:: Recorded data ::
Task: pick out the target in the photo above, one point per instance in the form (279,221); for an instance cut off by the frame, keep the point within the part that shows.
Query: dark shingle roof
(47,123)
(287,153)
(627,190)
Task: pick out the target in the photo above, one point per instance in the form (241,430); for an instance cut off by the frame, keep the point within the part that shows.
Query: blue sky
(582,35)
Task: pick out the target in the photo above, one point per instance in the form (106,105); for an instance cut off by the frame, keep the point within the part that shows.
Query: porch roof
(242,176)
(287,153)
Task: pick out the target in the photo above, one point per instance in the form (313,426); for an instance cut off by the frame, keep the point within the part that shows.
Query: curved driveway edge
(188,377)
:::
Task prompt —
Update the records above by changing every "roof" to "rooftop" and leaving everything else unchanged.

Answer below —
Task: pick out the target in the photo above, one point per instance in the form (279,221); for an instance cut off by the frame, keep the point within the part that shows.
Query: dark shingle rooftop
(47,123)
(287,153)
(627,190)
Task: pick out the target in the photo above, one point per instance in the form (241,430); for an instance cut off by the frame, keep the point within the part that shows.
Query: blue sky
(582,35)
Task: pick out the target in the photo above, one point per instance in the form (106,105); for an instance cut off by the frame, keep the point within the part that shows.
Query: porch rooftop
(242,176)
(287,153)
Task: pick out the target in the photo above, one point per instance in the form (313,426); for an instance cut off by the frame, keep the point within the part that shows.
Query: curved driveway edge
(188,377)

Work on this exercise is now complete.